_Quoted text:_

Matthew Evans

mattevans.cloud | me@mattevans.cloud | [ 704-207-6585 ]

Site Reliability Engineer with a strong belief in K.I.S.S., judicious usage of AI to improve productivity, and a love of automation, observability, and working collaboratively to achieve the impossible.

Skills

site reliability engineering programming devops databases containers linux systems administration webservers project management system architecture & design hybrid-clouds

SRE: Grafana, Loki, Prometheus / Victoria Metrics, Datadog, New Relic
DevOps: Puppet, Ansible, Terraform, Jenkins, ArgoCD, Kubernetes, Docker
Cloud: AWS, Azure, AWS CDK, Hybrid (VMware, Proxmox, Hyper-V)
Programming: Bash, Python, Go, Github Actions
Databases: Postgres, Aurora Postgres, MongoDB, sqlite
Linux: RHEL & Derivatives, Debian & Derivatives

Experience

Director of Site Reliability Engineering, Cyware

2023 to Present, Charlotte, NC (remote)

Hired to separate SRE function from DevOps, but remain very hands-on.
Led team of 5 Senior Site Reliability Engineers, reporting to Senior VP of Engineering.
Evaluated several observability platforms and settled on continuing with Grafana stack due to highest ROI.
Wrote numerous custom API solutions in Python to ingest crtitical metrics from Cyware core applications into Prometheus and automate mundane tasks, like EC2 disk expansions.
Deployed ‘masterless Puppet’ GitOps-based state configuration for legacy EC2 platform, to stabilize and prevent recurring issues due to inconsistent configurations.
Wrote custom solution (Python + Go) to pull metrics for all alerts to move to data driven based decision making.

_Stored records:_
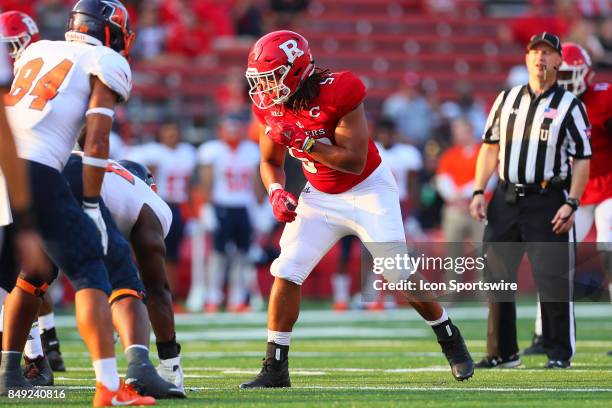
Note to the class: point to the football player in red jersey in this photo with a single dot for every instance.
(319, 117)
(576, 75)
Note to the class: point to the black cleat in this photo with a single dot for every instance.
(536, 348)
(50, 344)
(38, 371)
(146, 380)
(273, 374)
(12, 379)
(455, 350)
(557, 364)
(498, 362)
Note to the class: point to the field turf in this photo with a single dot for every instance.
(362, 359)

---

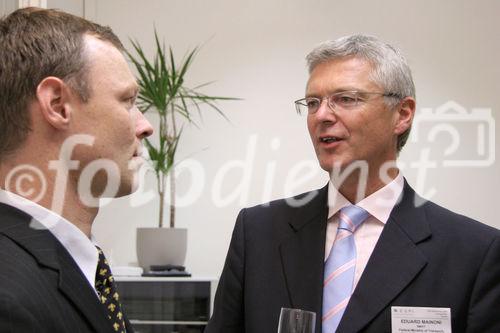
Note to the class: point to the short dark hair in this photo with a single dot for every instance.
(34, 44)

_Brief A:_ Pull out every line in the listing that contains the string 'single'.
_Brief B:_ Write the next part of Matthew Evans's résumé, starting after its final line.

_Reply A:_
Note to the class: point to the football player in red jersey in this photo with a single dot for every instance.
Note to the class: point to the black cleat in this photo with a single dot for every instance.
Note to the class: point to the field turf in this photo with a single dot for every instance.
Note to the class: point to the short dark hair in this photo with a single dot for every instance.

_Reply B:_
Wrote logic and Grafana dashboard to track ‘all-customer’ and ‘per-customer’ uptime and SLA metrics.
Built-out follow-the-sun on-call rotation in Opsgenie, blameless post mortem, and established first set of SLIs, which led to achievable SLOs and SLAs.
In < 1 year, decreased number of average monthly alerts from over 1,000 to less than 50, and brought uptime from 95% to 99.98% across all customers.
Partnered with DevOps to champion “Next-Generation” Kubernetes based GitOps platform, rolled out in January 2024.
Responsible for disaster recovery and cloud-related BCP architecture and SOPs.
Championed and deployed hybrid-cloud for non-production workloads, decreasing monthly AWS spend by over 50%.
Finally, championed a “document-all-the-things!” approach, to prevent accumulation of tribal knowledge, prevent errors and inconsistencies, and improve operational time to resolution.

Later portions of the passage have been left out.